■ RECORD EXCERPTS ■
────

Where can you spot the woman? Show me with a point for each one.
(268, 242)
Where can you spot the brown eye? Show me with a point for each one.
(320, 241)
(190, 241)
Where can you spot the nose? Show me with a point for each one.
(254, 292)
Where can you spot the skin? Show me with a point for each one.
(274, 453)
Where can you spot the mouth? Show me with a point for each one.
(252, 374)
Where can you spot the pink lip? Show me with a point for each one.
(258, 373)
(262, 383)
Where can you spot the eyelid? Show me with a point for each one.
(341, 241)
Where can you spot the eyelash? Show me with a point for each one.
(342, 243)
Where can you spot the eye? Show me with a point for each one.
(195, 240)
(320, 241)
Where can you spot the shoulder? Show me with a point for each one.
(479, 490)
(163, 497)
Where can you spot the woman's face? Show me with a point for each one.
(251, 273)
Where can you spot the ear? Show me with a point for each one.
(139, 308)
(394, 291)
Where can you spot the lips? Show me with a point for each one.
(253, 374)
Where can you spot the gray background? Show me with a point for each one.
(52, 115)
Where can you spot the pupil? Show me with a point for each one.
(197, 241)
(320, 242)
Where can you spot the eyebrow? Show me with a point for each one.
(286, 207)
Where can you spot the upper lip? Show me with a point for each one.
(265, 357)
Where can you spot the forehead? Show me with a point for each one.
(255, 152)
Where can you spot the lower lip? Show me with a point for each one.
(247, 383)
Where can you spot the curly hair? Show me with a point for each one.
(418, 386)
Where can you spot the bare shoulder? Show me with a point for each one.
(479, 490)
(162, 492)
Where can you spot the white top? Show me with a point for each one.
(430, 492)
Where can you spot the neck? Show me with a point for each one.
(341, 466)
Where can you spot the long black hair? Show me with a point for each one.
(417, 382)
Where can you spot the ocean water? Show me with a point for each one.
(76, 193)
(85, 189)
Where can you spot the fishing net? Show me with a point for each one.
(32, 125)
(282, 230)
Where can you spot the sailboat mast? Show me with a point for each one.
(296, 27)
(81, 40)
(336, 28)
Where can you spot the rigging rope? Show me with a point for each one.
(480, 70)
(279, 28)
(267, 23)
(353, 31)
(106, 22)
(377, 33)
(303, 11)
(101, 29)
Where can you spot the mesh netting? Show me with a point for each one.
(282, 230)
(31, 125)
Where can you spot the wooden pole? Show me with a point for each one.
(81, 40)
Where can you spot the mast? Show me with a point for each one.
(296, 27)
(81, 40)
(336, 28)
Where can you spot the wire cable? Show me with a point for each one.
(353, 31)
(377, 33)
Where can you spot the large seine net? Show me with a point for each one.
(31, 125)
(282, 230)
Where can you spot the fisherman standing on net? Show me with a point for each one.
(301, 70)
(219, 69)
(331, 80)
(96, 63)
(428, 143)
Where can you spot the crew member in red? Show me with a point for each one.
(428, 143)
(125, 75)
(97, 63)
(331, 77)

────

Rewrite the listing as a Markdown table with the columns Position and Text, numbering each row and leaving out blank lines.

| Position | Text |
|---|---|
| 1 | Where can you spot the woman? Show me with a point for each one. |
| 2 | (268, 242) |
| 3 | Where can you spot the brown eye? Show me with a point for each one. |
| 4 | (320, 241) |
| 5 | (190, 241) |
| 6 | Where can you spot the nose? Show me with a point for each one. |
| 7 | (254, 292) |
| 8 | Where can you spot the skin? Show me with a point for each one. |
| 9 | (274, 453) |
| 10 | Where can you spot the mouth? Show me with a point for each one. |
| 11 | (252, 374) |
| 12 | Where can you spot the pink lip? Show me with a point for each one. |
| 13 | (258, 373) |
| 14 | (262, 383) |
| 15 | Where can you spot the eyelid? Show me with a point for each one. |
| 16 | (341, 241) |
| 17 | Where can you spot the eyelash? Show me with a point for each one. |
| 18 | (342, 243) |
| 19 | Where can you spot the eye? Show me with a point for each one. |
| 20 | (195, 240) |
| 21 | (320, 241) |
| 22 | Where can you spot the shoulder? Show me with a point for each one. |
| 23 | (479, 490) |
| 24 | (163, 497) |
| 25 | Where can you spot the woman's face? Show me with a point for each one. |
| 26 | (251, 273) |
| 27 | Where can you spot the ear? Show me with a point for each one. |
| 28 | (139, 308) |
| 29 | (394, 291) |
| 30 | Where can you spot the lips? Show me with a point for each one. |
| 31 | (253, 374) |
| 32 | Where can you spot the gray background? Show me with a point for each one. |
| 33 | (52, 115) |
| 34 | Where can you spot the pupil? Show me with a point for each one. |
| 35 | (197, 241) |
| 36 | (320, 242) |
| 37 | Where can you spot the eyebrow? Show me with a point for each one. |
| 38 | (286, 207) |
| 39 | Where can you spot the upper lip? Show me with a point for each one. |
| 40 | (265, 357) |
| 41 | Where can you spot the forehead? Show me with a point for each one. |
| 42 | (255, 152) |
| 43 | Where can you spot the lower lip? Show me with a point for each one. |
| 44 | (247, 383) |
| 45 | Where can you spot the curly hair? Show me with a point for each one. |
| 46 | (418, 386) |
| 47 | Where can you spot the bare shoulder? Show me with a point for each one. |
| 48 | (479, 490) |
| 49 | (162, 492) |
| 50 | Where can you spot the white top? Show me with a point for each one. |
| 51 | (430, 492) |
| 52 | Where can you spot the neck? Show me with a point for each one. |
| 53 | (341, 466) |
| 54 | Where can you spot the long black hair? Show me with a point for each one. |
| 55 | (417, 382) |
| 56 | Where can you spot the ocean water? Show me with a point for each one. |
| 57 | (76, 193) |
| 58 | (85, 189) |
| 59 | Where can you spot the fishing net? Show me with a point for each one. |
| 60 | (32, 125) |
| 61 | (282, 230) |
| 62 | Where can you spot the sailboat mast? Show me with a point for each one. |
| 63 | (296, 27) |
| 64 | (81, 40) |
| 65 | (336, 28) |
| 66 | Where can you spot the rigging rope? Show me with a point for each one. |
| 67 | (480, 70) |
| 68 | (279, 28) |
| 69 | (267, 23) |
| 70 | (353, 31) |
| 71 | (106, 22) |
| 72 | (377, 33) |
| 73 | (303, 11) |
| 74 | (101, 29) |
| 75 | Where can you spot the mesh netting? Show me with a point for each one. |
| 76 | (282, 230) |
| 77 | (31, 125) |
| 78 | Where can you spot the wooden pole? Show me with a point for each one. |
| 79 | (81, 40) |
| 80 | Where can you spot the mast? Show me with a point for each one. |
| 81 | (296, 27) |
| 82 | (81, 40) |
| 83 | (336, 28) |
| 84 | Where can you spot the wire cable? Show me with a point for each one. |
| 85 | (353, 31) |
| 86 | (377, 33) |
| 87 | Where can you spot the large seine net? Show me with a point for each one. |
| 88 | (31, 125) |
| 89 | (282, 230) |
| 90 | Where can you spot the fisherman standing on net? Show me with a point for each one. |
| 91 | (301, 70) |
| 92 | (219, 69) |
| 93 | (331, 80) |
| 94 | (96, 63) |
| 95 | (428, 143) |
| 96 | Where can you spot the crew member in red? Show me with a point for each one. |
| 97 | (428, 143) |
| 98 | (125, 75) |
| 99 | (97, 63) |
| 100 | (331, 77) |